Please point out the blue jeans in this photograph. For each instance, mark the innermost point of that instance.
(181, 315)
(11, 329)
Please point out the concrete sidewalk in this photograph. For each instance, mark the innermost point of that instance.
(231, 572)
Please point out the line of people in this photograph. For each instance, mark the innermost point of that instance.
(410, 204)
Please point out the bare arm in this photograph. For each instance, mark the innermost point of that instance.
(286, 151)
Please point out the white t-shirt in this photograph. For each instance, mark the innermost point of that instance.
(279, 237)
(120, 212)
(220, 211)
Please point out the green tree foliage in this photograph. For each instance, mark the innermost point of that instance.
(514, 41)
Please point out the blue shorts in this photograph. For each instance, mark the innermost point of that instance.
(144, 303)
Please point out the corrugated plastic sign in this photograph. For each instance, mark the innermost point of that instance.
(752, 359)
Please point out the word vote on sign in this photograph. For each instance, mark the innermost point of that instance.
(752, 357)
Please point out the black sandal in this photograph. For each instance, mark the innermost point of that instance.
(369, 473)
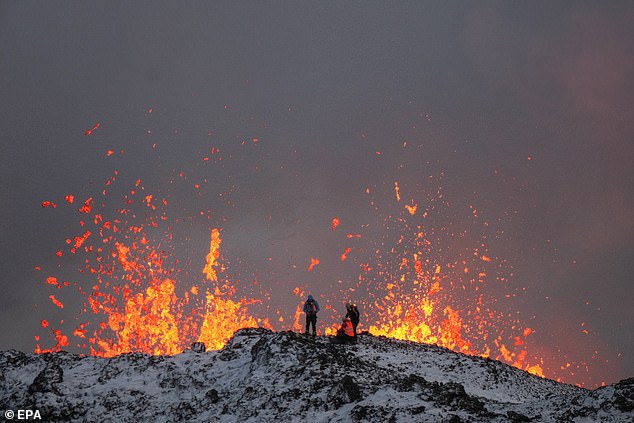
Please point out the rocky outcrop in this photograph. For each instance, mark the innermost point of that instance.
(263, 376)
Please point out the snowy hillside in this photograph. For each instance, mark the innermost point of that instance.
(263, 376)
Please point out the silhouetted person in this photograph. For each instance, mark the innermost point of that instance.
(311, 308)
(352, 312)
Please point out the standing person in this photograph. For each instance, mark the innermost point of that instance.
(311, 308)
(352, 312)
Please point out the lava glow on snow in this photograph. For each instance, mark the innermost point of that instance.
(419, 281)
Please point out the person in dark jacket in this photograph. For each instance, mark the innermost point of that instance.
(352, 312)
(311, 308)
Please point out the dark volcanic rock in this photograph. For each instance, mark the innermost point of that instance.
(47, 380)
(263, 376)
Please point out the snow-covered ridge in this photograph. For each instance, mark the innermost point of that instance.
(264, 376)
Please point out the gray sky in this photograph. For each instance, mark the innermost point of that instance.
(523, 111)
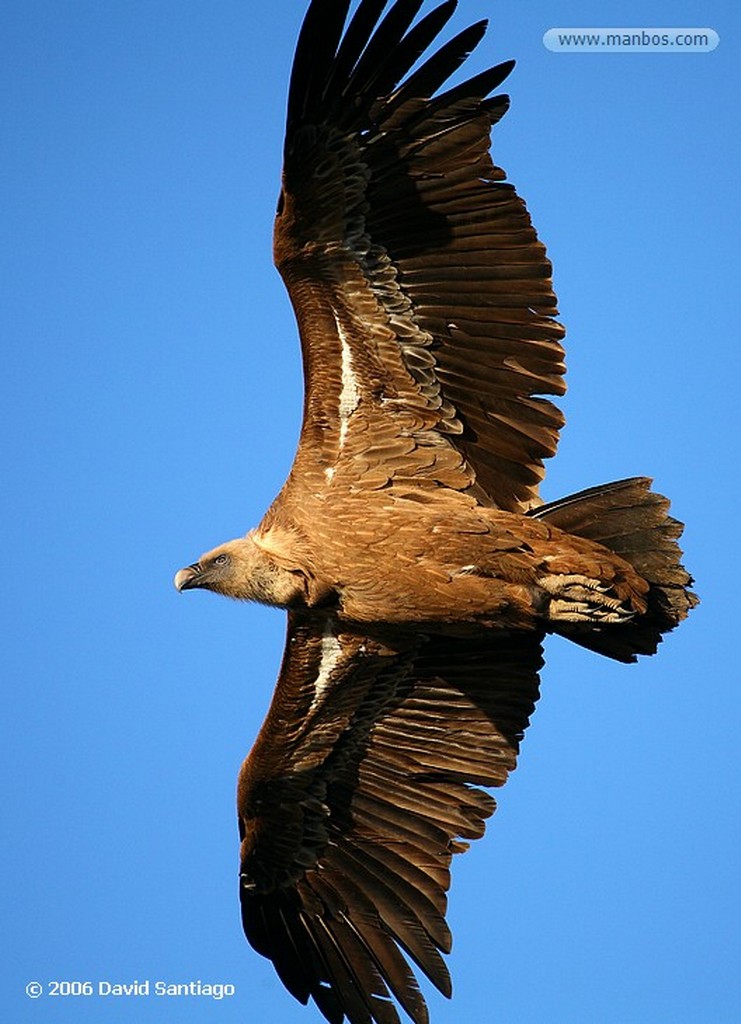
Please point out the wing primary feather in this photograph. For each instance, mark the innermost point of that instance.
(428, 79)
(408, 51)
(382, 47)
(360, 914)
(318, 39)
(353, 43)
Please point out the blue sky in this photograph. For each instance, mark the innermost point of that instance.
(151, 396)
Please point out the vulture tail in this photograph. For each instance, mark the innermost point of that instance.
(631, 520)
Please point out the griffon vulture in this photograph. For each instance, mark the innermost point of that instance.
(419, 567)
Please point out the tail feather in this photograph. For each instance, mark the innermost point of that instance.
(631, 520)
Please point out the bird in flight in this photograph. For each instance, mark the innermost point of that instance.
(420, 568)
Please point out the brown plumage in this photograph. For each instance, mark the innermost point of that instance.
(419, 566)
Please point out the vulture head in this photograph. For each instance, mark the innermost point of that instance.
(244, 569)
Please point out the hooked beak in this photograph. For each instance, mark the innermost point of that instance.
(189, 578)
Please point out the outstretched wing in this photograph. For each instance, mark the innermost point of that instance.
(360, 786)
(423, 296)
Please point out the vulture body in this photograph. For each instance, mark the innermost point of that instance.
(419, 566)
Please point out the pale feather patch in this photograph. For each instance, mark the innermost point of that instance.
(350, 393)
(329, 663)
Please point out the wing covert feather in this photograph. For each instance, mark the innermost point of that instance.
(402, 246)
(361, 784)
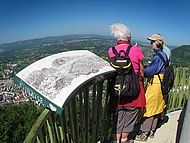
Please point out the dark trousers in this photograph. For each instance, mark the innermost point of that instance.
(149, 123)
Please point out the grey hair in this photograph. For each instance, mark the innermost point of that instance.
(120, 31)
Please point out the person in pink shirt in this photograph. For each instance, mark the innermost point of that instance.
(127, 110)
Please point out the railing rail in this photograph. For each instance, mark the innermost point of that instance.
(86, 118)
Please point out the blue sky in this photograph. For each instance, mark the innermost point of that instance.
(30, 19)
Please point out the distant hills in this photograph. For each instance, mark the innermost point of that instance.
(180, 55)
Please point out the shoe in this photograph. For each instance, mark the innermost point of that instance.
(152, 132)
(142, 137)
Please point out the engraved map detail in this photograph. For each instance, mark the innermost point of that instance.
(62, 71)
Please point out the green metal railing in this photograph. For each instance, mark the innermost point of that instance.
(86, 118)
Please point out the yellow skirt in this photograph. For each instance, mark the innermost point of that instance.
(155, 103)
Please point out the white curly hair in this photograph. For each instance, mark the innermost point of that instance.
(120, 31)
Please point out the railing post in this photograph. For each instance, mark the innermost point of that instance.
(185, 134)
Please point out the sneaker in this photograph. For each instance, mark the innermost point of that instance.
(152, 132)
(141, 137)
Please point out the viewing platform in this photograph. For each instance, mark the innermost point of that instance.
(81, 112)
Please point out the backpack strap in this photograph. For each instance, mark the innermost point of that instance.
(118, 54)
(115, 52)
(128, 49)
(166, 62)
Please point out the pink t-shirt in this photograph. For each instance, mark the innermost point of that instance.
(135, 54)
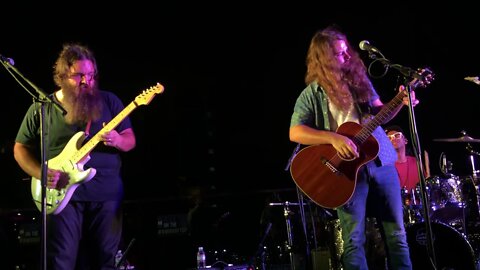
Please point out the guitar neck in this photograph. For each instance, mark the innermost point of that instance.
(92, 143)
(385, 113)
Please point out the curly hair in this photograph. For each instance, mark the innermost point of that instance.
(339, 81)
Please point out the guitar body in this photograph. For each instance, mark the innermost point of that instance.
(57, 198)
(323, 176)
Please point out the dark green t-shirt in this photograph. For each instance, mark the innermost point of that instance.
(107, 183)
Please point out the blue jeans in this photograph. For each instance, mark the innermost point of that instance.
(379, 188)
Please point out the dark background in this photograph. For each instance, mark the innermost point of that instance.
(232, 74)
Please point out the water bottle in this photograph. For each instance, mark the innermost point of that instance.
(201, 258)
(118, 257)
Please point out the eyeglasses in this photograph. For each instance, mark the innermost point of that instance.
(79, 76)
(396, 135)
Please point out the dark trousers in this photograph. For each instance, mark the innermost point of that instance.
(84, 235)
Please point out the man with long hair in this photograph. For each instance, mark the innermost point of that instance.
(338, 91)
(90, 223)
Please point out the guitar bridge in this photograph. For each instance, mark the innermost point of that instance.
(330, 166)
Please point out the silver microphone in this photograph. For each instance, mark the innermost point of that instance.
(7, 60)
(365, 46)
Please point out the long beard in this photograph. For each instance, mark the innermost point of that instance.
(84, 107)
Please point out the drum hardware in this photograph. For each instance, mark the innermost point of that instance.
(464, 138)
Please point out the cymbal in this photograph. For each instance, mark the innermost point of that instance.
(465, 139)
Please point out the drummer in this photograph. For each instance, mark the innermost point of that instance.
(406, 163)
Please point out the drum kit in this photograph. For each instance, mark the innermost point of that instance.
(453, 206)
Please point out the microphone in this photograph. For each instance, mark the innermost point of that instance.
(472, 79)
(365, 46)
(8, 60)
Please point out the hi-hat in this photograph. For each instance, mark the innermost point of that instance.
(464, 139)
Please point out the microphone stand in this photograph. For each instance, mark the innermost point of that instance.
(425, 200)
(409, 73)
(42, 98)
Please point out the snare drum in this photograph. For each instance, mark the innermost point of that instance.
(452, 249)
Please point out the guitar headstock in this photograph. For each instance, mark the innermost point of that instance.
(424, 77)
(147, 95)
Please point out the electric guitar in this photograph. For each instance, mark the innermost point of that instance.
(74, 156)
(326, 178)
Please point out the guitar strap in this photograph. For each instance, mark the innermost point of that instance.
(87, 128)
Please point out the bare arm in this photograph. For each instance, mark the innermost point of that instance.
(123, 141)
(25, 158)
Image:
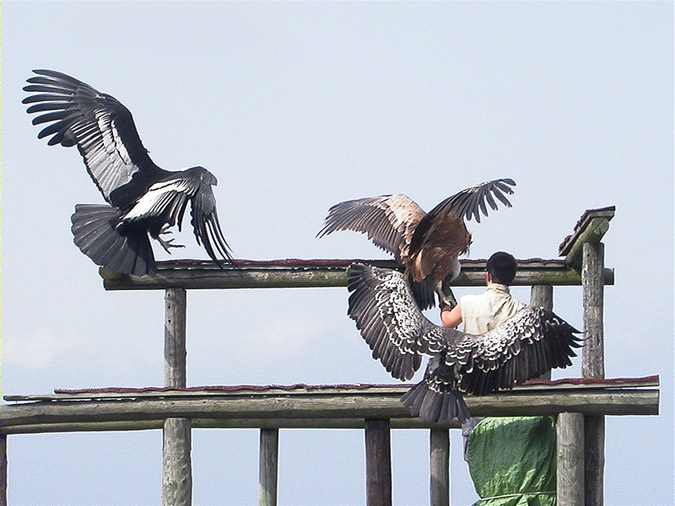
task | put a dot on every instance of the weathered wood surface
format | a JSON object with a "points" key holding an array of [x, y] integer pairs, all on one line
{"points": [[542, 295], [439, 467], [278, 274], [378, 463], [305, 389], [593, 366], [269, 467], [177, 462], [177, 436], [3, 470], [570, 459], [175, 350], [587, 401], [575, 239]]}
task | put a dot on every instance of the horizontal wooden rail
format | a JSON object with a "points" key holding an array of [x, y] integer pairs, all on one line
{"points": [[322, 409], [295, 273]]}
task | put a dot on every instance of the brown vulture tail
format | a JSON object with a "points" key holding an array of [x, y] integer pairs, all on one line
{"points": [[125, 250]]}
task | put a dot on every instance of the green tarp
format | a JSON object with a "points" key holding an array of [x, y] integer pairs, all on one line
{"points": [[512, 461]]}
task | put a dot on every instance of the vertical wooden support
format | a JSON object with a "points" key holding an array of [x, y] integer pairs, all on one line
{"points": [[269, 465], [378, 463], [177, 437], [570, 459], [439, 467], [593, 366], [542, 295], [3, 470]]}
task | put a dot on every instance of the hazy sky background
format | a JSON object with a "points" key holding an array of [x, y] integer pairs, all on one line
{"points": [[295, 107]]}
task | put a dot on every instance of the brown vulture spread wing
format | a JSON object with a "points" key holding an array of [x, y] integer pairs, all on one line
{"points": [[524, 347], [389, 221], [444, 224]]}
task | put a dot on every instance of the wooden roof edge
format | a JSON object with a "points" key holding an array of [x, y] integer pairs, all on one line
{"points": [[606, 213]]}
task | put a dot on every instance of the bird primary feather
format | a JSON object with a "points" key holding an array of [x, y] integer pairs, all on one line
{"points": [[426, 244], [143, 198]]}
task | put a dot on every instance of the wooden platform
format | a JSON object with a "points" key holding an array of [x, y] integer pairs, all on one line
{"points": [[298, 273], [305, 406]]}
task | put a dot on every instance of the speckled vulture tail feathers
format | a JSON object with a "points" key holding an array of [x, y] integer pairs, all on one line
{"points": [[433, 406], [125, 251]]}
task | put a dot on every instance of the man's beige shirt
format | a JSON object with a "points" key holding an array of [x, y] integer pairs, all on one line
{"points": [[484, 312]]}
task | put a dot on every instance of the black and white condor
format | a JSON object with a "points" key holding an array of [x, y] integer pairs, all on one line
{"points": [[142, 198]]}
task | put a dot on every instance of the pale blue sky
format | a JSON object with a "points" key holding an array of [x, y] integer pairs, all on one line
{"points": [[295, 107]]}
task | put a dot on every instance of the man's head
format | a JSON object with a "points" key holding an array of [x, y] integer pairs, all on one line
{"points": [[501, 268]]}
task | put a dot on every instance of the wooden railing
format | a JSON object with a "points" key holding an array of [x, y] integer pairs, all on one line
{"points": [[580, 405]]}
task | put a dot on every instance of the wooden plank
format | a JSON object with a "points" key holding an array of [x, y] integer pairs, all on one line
{"points": [[177, 463], [3, 470], [177, 437], [605, 213], [542, 295], [378, 462], [570, 459], [205, 276], [590, 402], [109, 393], [593, 366], [439, 467], [269, 466]]}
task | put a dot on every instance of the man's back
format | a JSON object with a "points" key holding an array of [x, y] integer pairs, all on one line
{"points": [[481, 313]]}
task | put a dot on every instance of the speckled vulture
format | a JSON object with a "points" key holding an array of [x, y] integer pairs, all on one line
{"points": [[523, 347], [429, 244], [143, 198]]}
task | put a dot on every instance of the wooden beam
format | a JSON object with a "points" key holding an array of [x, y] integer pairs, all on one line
{"points": [[313, 273], [593, 366], [177, 437], [3, 470], [364, 405], [439, 467], [269, 466], [378, 463], [111, 393], [542, 295], [570, 459]]}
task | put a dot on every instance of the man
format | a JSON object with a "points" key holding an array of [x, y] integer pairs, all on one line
{"points": [[481, 313]]}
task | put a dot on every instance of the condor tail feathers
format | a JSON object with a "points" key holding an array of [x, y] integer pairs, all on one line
{"points": [[435, 405], [125, 250]]}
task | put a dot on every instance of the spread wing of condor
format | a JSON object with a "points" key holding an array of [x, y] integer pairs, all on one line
{"points": [[427, 245], [144, 200], [524, 347]]}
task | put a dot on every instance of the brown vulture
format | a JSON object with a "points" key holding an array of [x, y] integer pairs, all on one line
{"points": [[427, 245], [143, 198], [523, 347]]}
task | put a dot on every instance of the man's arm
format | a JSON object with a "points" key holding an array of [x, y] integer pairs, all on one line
{"points": [[451, 317]]}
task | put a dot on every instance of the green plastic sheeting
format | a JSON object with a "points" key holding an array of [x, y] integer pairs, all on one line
{"points": [[512, 461]]}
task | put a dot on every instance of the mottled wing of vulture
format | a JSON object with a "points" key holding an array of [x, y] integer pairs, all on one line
{"points": [[446, 219], [524, 347], [389, 221], [168, 200], [100, 126]]}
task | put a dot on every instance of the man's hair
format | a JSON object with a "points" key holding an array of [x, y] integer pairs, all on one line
{"points": [[502, 268]]}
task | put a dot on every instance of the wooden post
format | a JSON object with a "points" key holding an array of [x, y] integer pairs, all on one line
{"points": [[177, 437], [3, 470], [570, 459], [439, 467], [378, 463], [542, 295], [269, 465], [593, 366]]}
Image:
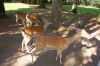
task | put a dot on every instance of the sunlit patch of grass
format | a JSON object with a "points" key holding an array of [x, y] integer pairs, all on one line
{"points": [[15, 6], [3, 45]]}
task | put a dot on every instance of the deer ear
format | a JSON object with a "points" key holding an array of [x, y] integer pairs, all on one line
{"points": [[21, 29]]}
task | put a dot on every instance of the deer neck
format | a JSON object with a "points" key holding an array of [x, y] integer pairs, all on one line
{"points": [[73, 38]]}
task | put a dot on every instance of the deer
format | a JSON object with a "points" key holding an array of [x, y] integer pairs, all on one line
{"points": [[50, 42], [28, 18], [34, 18], [28, 32]]}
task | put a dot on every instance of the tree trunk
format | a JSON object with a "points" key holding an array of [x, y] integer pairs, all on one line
{"points": [[2, 8], [42, 5], [74, 8], [57, 11]]}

### Directive:
Emit the lines of the data above from the one containing "the man's hair" through its final line, both endpoints included. Pictures do not belong in the output.

### Response:
task | put a dot on every instance of the man's hair
format | a JSON object with a "points" key holding an array of [x, y] integer pairs, all on one line
{"points": [[502, 268]]}
task | put a dot on every instance of the wooden post
format | a JSON object with a "points" key holding an array of [x, y] integer pairs, all on one line
{"points": [[177, 437], [3, 470], [570, 459], [439, 467], [378, 463], [542, 295], [269, 465], [593, 366]]}
Image:
task | put a dot on every instance of the sunlit patch of grass
format | a JSON object with a "points" key holding an array of [x, y] integer pairs, all on one line
{"points": [[15, 6], [3, 45]]}
task | put a dot on every instance of the deer ear
format | a JSON object with a "points" key holding an array of [x, y] integer pairs, all on one line
{"points": [[21, 29]]}
task | put a dot on every instance of the deer neck
format | a JSON object with a "points" key holding an array of [x, y] integer pairs, all on one line
{"points": [[73, 38]]}
task | put a dot on every instance of the deer
format | a JSON object with a "points" key holding an array of [x, y] integer pairs, all on one line
{"points": [[50, 42], [28, 18], [34, 18], [28, 32]]}
task | put a dot on every instance of the tree trunk
format | a JSON object with a "points" key holding an array of [x, y] integer pairs, all on one line
{"points": [[2, 8], [42, 5], [74, 8], [57, 11]]}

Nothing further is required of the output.